-- start Exercise material --
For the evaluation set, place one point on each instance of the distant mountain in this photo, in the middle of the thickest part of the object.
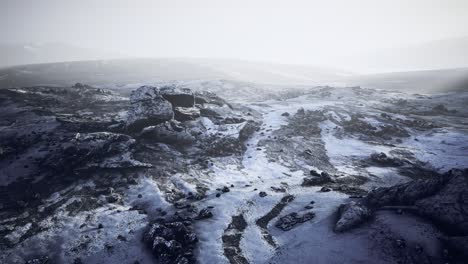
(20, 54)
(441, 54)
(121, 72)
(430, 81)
-- end Exercise material --
-- start Exercise material --
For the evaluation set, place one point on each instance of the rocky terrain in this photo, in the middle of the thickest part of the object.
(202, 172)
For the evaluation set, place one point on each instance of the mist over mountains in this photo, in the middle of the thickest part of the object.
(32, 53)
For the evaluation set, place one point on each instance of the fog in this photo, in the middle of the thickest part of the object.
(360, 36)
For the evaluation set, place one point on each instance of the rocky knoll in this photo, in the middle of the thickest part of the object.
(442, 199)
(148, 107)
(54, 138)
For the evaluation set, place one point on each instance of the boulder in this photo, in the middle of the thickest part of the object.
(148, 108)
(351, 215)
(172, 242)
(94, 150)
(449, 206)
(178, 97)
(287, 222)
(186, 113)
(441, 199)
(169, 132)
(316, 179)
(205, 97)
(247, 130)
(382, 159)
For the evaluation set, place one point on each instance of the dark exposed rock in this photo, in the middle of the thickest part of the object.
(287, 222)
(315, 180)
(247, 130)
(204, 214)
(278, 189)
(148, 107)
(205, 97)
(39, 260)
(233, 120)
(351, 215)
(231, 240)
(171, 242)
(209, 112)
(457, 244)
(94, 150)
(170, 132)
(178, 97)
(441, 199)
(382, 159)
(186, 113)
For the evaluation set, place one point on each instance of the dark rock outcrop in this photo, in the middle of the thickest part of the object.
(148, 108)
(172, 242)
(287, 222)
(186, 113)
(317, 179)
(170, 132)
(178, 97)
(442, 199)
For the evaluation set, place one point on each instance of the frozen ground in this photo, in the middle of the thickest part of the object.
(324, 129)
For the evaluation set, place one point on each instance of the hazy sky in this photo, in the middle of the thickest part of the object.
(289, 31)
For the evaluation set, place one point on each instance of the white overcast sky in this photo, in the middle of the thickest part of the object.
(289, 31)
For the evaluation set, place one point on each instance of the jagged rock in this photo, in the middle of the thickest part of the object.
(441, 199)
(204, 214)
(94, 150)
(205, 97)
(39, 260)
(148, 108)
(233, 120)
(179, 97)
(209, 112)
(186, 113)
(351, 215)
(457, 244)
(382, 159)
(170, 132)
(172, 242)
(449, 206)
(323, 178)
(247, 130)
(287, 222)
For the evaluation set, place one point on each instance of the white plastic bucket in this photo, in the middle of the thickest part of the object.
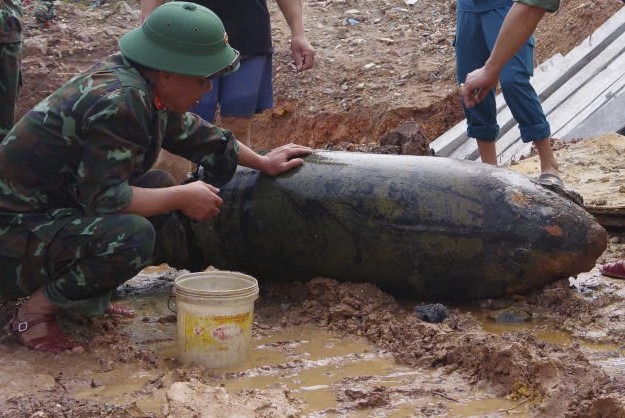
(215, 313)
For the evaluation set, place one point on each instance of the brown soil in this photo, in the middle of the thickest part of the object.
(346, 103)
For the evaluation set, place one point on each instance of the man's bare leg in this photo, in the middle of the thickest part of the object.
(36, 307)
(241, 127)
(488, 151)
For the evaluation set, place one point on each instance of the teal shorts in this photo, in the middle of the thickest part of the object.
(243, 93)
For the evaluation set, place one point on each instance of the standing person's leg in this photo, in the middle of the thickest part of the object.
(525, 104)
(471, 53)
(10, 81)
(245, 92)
-- end Exercise material --
**Do this:** Count the lines in the items above that contain the word "dark", treating uppercase and lowercase as different, and give only the number.

**Finished task:** 2